[Stored data entries]
==============================

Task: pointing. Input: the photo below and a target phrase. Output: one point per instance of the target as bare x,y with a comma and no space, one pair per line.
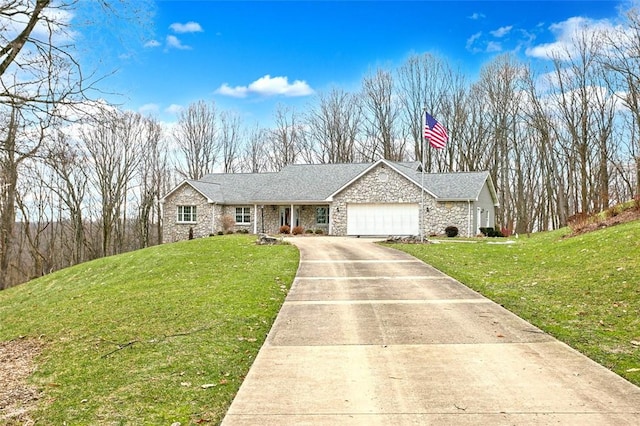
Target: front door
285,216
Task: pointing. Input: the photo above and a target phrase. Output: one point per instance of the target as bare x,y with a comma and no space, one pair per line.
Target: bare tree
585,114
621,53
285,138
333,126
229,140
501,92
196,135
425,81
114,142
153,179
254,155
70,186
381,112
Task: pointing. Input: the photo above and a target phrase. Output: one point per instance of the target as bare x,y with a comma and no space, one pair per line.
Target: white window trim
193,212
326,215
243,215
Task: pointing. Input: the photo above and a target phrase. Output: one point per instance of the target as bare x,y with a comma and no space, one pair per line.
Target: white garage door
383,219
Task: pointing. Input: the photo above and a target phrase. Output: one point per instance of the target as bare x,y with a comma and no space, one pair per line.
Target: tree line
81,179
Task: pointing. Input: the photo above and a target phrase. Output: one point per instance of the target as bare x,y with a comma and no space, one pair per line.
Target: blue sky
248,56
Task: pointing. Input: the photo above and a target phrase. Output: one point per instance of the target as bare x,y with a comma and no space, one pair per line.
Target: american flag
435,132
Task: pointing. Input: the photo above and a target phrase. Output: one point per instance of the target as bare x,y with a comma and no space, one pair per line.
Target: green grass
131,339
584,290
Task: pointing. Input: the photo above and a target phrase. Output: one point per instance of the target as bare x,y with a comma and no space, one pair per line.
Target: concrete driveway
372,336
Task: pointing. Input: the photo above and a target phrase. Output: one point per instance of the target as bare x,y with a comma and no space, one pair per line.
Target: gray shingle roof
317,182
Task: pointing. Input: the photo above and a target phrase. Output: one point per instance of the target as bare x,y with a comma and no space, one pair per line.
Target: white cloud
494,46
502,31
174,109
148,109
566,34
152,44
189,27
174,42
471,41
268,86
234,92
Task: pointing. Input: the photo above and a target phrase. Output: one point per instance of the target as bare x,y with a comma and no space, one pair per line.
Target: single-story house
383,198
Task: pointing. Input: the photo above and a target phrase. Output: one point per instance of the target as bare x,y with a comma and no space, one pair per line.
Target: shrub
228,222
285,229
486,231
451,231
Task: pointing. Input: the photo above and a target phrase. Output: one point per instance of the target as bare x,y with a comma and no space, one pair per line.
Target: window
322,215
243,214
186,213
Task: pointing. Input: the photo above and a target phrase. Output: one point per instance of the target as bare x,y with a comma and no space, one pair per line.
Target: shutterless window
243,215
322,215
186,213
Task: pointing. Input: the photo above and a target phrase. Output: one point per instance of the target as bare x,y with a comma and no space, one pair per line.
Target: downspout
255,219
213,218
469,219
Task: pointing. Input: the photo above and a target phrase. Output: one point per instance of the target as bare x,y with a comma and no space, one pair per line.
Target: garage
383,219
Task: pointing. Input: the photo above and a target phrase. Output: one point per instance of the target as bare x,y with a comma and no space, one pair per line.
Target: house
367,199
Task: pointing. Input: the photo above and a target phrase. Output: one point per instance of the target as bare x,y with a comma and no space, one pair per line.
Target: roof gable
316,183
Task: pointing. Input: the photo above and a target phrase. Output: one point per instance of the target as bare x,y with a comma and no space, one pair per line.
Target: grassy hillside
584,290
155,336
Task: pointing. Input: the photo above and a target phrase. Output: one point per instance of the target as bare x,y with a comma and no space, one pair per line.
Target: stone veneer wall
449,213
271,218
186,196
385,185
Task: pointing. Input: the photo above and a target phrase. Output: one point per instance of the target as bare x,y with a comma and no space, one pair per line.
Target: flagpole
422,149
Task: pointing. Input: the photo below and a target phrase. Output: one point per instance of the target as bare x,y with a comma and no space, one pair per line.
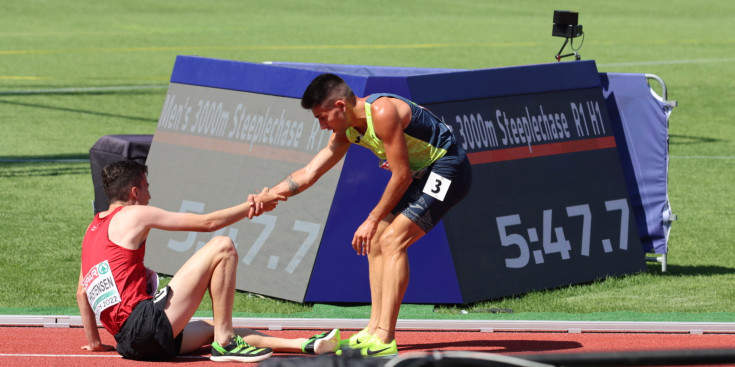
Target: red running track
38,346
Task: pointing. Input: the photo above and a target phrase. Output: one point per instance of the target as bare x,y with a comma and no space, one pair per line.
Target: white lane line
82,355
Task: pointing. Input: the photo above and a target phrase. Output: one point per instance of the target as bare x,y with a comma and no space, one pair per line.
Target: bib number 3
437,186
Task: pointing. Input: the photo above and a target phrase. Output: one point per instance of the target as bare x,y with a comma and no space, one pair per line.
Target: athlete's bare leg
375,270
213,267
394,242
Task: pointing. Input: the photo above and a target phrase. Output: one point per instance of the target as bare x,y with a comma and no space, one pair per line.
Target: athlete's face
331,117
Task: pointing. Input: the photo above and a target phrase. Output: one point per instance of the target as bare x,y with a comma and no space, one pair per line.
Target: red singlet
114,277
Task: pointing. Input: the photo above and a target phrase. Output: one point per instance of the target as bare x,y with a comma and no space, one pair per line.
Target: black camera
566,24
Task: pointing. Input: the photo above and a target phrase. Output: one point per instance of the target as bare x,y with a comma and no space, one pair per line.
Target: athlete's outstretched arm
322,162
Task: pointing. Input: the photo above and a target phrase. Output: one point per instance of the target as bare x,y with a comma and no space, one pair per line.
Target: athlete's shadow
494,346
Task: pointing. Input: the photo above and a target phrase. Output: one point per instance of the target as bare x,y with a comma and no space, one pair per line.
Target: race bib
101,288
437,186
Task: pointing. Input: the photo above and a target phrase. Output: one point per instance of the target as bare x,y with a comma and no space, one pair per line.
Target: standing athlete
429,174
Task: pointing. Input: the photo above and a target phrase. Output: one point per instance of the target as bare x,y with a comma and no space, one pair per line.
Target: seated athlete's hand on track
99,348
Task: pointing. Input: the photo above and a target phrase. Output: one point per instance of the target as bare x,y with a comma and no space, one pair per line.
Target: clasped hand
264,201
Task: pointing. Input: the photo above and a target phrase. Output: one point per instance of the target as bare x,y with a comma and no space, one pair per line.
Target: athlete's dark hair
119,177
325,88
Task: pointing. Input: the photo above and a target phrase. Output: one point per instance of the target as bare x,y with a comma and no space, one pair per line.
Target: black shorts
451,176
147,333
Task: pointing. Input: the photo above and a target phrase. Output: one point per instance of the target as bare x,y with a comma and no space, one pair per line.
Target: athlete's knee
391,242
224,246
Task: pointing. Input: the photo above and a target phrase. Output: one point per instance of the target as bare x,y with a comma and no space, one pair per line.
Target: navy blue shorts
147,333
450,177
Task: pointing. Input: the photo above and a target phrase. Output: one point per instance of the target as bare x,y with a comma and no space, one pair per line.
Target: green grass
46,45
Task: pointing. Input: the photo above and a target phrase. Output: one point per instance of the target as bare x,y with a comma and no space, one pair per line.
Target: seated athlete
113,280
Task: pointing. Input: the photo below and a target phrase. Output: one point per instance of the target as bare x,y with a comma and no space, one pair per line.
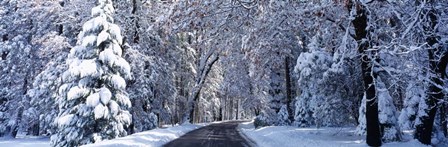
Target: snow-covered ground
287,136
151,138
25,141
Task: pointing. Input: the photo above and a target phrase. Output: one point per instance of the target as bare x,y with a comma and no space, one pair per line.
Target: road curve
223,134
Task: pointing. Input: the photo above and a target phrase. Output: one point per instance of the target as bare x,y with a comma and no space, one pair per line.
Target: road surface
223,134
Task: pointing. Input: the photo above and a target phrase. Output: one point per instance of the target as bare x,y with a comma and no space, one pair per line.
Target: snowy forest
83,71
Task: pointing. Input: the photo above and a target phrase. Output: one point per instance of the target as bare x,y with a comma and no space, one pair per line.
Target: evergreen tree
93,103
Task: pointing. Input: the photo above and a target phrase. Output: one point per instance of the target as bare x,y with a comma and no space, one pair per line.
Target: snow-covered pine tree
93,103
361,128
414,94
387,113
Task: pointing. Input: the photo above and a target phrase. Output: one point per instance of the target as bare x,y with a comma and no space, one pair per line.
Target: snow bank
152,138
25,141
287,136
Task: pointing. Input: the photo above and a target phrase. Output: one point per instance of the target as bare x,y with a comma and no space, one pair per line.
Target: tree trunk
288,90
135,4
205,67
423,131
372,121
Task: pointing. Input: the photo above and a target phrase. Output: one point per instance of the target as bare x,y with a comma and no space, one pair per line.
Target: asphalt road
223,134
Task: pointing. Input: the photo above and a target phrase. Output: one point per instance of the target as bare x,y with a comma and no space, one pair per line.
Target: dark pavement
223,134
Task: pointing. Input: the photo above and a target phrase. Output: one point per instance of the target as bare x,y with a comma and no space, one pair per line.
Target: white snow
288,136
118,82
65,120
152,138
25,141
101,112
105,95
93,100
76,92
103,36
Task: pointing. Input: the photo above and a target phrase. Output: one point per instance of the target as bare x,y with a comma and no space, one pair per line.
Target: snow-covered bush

==============================

### TASK OBJECTIVE
Count the lines in the rows above that contain the string "garage", and give only the number.

### TASK SOLUTION
2